* _Article_
%%

[jdk.incubator.vector ] F2I conversion does not get intristicated on osx

Paul Sandoz paul.sandoz at oracle.com
Fri Mar 12 19:19:29 UTC 2021


Regarding reinterpretAsInts(), I think it's just to avoid a cast and keep things fluent, as opposed to writing:

IntVector r = (IntVector) FloatVector.fromArray(SPECIES, in, i)
        .convert(VectorOperators.F2I, 0);
r.intoArray(out, i);

Paul.

> On Mar 12, 2021, at 7:19 AM, Vladimir Ivanov <vladimir.x.ivanov at oracle.com> wrote:
> 
> Hi Eugene,
> 
> Thanks for the test case.
> 
> It is affected by the following implementation limitation:
> 
>   2712   70    b        Demo$Simd::work (41 bytes)
>  ** Rejected vector op (VectorCastF2X,int,8) because architecture does not support it
>  ** not supported: arity=1 op=cast#444/3 vlen2=8 etype2=int ismask=0
> ...
> @ 20   jdk.incubator.vector.AbstractVector::convert (27 bytes)   force inline by annotation
> ...
>        @ 128   jdk.internal.vm.vector.VectorSupport::convert (39 bytes)   failed to inline (intrinsic)
> ...
> 
> 
> https://github.com/openjdk/jdk/blob/master/src/hotspot/cpu/x86/x86.ad#L1735
> 
> const bool Matcher::match_rule_supported_vector(int opcode, int vlen, BasicType bt) {
> ...

%%

* _Stored records_

%%

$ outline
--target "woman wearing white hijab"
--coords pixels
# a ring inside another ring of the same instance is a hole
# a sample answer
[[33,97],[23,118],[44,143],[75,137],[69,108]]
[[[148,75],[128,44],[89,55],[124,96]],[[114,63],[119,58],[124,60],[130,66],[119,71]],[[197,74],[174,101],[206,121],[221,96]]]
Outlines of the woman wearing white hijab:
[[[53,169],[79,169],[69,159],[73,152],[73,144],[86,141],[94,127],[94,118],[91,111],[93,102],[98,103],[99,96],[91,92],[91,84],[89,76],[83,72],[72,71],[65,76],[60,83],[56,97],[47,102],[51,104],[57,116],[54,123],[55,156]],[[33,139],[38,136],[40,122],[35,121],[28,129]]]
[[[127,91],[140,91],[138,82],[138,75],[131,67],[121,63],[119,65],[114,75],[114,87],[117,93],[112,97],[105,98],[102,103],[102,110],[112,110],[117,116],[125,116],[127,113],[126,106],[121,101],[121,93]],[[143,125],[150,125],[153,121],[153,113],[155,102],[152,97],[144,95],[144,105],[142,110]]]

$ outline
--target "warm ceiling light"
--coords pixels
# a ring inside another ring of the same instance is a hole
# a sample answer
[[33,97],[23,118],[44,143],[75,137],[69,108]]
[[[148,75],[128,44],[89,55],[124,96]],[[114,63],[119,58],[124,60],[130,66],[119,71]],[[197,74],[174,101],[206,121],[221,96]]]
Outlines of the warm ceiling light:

%%

* _Task requirements_
Carry on the mailing-list message about the F2I conversion not being intrinsified, starting right after its last line.

* _Output of the task_
>    case Op_VectorCastF2X:
>    case Op_VectorCastD2X:
>      if (is_integral_type(bt)) {
>        // Casts from FP to integral types require special fixup logic not easily
>        // implementable with vectors.
>        return false; // Implementation limitation
>      }
> 
> Ideally, it should be intrinsified eventually, but even when there's no vector support for float-to-int casts, vector box elimination shouldn't be affected. That's something left for future performance work.
> 
> Also, I'm not sure I understand what your test case is intended to do:
> 
> jdk.incubator.vector.FloatVector.fromArray(VFP, f32, i)
>   .convert(jdk.incubator.vector.VectorOperators.F2I, 0)
>   .reinterpretAsInts()
>   .intoArray(i32, i);
> 
> Especially, why convert() is followed by reinterpret cast (reinterpretAsInts()).
> 
> Best regards,
> Vladimir Ivanov
> 
> On 12.03.2021 16:31, Eugene Kluchnikov wrote:
>> Using F2I conversion greatly slow-downs execution (at least on OSX).
>> Tried official jdk-16+36 build and built manually from
>> origin/vectorIntrinsics.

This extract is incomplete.